* PROBLEM: Copy out the lines from the one containing "[locate] white teeth" through the end of the items, inclusive, keeping the requests and scaling every coordinate in the answers by 0.85, rounded to whole numbers with halves going up. Leave the numbers in the requests and their format samples unchanged.

* SUPPLIED ENTRIES:
--- --- ---

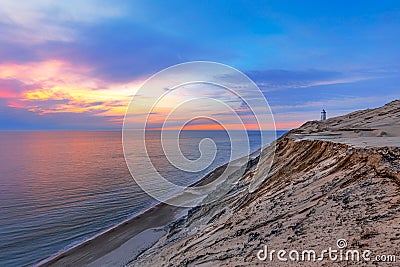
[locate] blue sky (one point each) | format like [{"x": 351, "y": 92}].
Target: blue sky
[{"x": 72, "y": 65}]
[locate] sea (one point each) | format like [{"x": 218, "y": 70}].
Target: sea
[{"x": 60, "y": 188}]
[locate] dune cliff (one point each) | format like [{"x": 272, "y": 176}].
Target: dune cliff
[{"x": 330, "y": 180}]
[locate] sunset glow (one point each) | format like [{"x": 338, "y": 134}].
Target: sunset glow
[{"x": 80, "y": 68}]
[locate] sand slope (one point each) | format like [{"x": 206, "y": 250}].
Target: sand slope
[{"x": 337, "y": 179}]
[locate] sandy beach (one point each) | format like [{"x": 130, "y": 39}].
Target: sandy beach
[
  {"x": 320, "y": 189},
  {"x": 123, "y": 243}
]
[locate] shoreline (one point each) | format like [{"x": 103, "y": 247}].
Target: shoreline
[{"x": 100, "y": 248}]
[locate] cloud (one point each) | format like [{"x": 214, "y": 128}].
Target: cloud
[{"x": 42, "y": 21}]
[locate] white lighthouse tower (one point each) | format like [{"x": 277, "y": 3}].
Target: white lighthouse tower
[{"x": 323, "y": 115}]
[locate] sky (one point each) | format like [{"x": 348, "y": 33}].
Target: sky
[{"x": 77, "y": 64}]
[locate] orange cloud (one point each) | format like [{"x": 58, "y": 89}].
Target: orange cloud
[{"x": 57, "y": 86}]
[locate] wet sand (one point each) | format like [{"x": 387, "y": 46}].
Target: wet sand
[{"x": 126, "y": 241}]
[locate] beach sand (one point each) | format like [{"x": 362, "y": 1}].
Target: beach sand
[{"x": 122, "y": 243}]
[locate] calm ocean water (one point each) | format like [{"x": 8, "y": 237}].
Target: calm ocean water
[{"x": 60, "y": 188}]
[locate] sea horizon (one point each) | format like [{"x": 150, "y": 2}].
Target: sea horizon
[{"x": 52, "y": 181}]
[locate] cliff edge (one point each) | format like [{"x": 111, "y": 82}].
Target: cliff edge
[{"x": 330, "y": 180}]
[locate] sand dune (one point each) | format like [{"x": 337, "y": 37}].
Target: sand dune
[{"x": 330, "y": 180}]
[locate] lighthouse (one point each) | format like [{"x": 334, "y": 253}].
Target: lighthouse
[{"x": 323, "y": 115}]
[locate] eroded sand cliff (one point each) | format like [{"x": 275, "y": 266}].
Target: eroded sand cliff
[{"x": 337, "y": 179}]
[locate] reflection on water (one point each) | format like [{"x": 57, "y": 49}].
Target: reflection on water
[{"x": 58, "y": 188}]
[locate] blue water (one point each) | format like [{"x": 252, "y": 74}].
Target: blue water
[{"x": 62, "y": 187}]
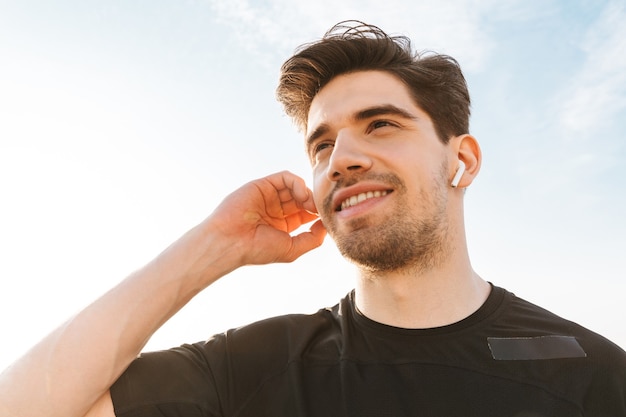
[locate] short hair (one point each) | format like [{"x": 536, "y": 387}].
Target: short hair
[{"x": 435, "y": 81}]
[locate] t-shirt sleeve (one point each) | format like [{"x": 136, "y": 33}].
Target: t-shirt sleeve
[{"x": 171, "y": 383}]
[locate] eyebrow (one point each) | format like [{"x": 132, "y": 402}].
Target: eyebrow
[{"x": 385, "y": 109}]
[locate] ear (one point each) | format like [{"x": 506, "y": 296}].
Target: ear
[{"x": 466, "y": 148}]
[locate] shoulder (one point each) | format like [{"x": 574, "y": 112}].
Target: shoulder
[
  {"x": 280, "y": 338},
  {"x": 526, "y": 319}
]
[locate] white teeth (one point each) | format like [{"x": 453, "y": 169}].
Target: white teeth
[{"x": 359, "y": 198}]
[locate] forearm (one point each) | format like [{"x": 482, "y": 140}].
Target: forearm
[{"x": 70, "y": 369}]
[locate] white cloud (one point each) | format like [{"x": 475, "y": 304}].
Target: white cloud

--- --- ---

* EXERCISE ANSWER:
[locate] white teeth (one point each) | format like [{"x": 453, "y": 169}].
Target: white teeth
[{"x": 305, "y": 168}]
[locate] forearm (one point each) | format like [{"x": 482, "y": 140}].
Target: forearm
[{"x": 60, "y": 314}]
[locate] white cloud (one point each) | format like [{"x": 475, "y": 304}].
Target: white cloud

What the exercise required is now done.